_Requests:_
[a] In the passage on joint failure probability, revise everything from "Table 2. Maximum" down to "TSR—tropical storm remnant).", replacing "storm type" with "storm category".
[b] According to the passage on joint failure probability, why was the best estimate of hydrologic hazards determined by combining the results from the analysis of each storm type?

==== Text segment ====

3.2.2. Joint Failure Probability

Probability surfaces describing the empirical bivariate failure probabilities for spillway discharge pairs at selected dams for each simulated storm type were calculated as described in Section 2.6 and are shown in Figure 8. According to Equation (3), the hydrologic annual exceedance probabilities associated with each spillway discharge were multiplied by the system response probabilities obtained from the spillway fragility curves for each dam (see Section 2.6.1) to obtain an estimate of annualized probability of failure (APF). The resulting joint failure probability (termed the system failure probability) was plotted as the failure surface according to the combination of observed dams and sampled storm type. Local maxima representing the maximum system failure probabilities for spillway discharge pairs are presented in

Table 2. Maximum system failure probabilities for spillway discharge pairs by storm type (MLC—mid-latitude cyclone, MEC—embedded convection, and TSR—tropical storm remnant).

Storm Type	Dam (Combination)	Spill (cms)	Hydrologic Exceedance Probability	System Response Probability	System Failure Probability
MLC	(A, B)	(620, 760)	1.118 × 10−5	2.501 × 10−2	2.795 × 10−7
	(A, C)	(620, 1100)	7.680 × 10−6	1.798 × 10−2	1.371 × 10−7
	(C, B)	(1000, 760)	1.732 × 10−5	1.449 × 10−2	2.510 × 10−7
MEC	(A, B)	(760, 790)	9.261 × 10−7	4.854 × 10−2	4.495 × 10−8
	(A, C)	(740, 990)	3.727 × 10−7	2.193 × 10−2	8.173 × 10−9
	(C, B)	(1200, 790)	1.131 × 10−6	2.125 × 10−2	2.403 × 10−8
TSR	(A, B)	(620, 790)	1.416 × 10−5	2.797 × 10−2	3.961 × 10−7
	(A, C)	(620, 1000)	4.438 × 10−6	1.569 × 10−2	6.964 × 10−8
	(C, B)	(1200, 790)	9.005 × 10−6	2.125 × 10−2	1.914 × 10−7

.

3.3. Best Estimate of Bivariate and Univariate Failure Probability

To capture the influence of significant storm types encountered in the Tennessee Valley region, this study included stochastic sampling of MEC, MLC, and TSR storms described in Section 2.2.1. Stochastic simulations involving these storm types considered spatial and temporal characteristics that produced a range of flood hydrograph shapes, runoff durations and volumes, and resulting peak discharges. Considering hydrologic hazard curves produced individually by each storm type provided insight into the response of the watershed to specific storm characteristics, but a best estimate of hydrologic hazards was determined by combining the results from the analysis of each storm type to account for the possibility of any storm type occurring in a given year. A total hydrologic hazard curve may be developed to determine the best estimate of hydrologic hazards assuming the independence of the results from each storm type.

==== Recorded information ====

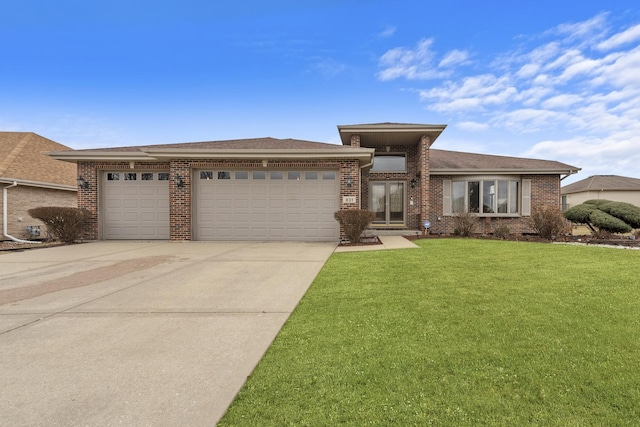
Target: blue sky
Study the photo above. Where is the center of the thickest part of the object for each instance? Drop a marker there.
(556, 79)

====

_Task-by-task answers:_
[a]
Table 2. Maximum system failure probabilities for spillway discharge pairs by storm category (MLC—mid-latitude cyclone, MEC—embedded convection, and TSR—tropical storm remnant).

[b] The results from each storm type were combined to account for the possibility of any storm type occurring in a given year. Hazard curves from individual storm types showed how the watershed responds to specific storm characteristics. However, they did not by themselves give a best estimate of hydrologic hazards.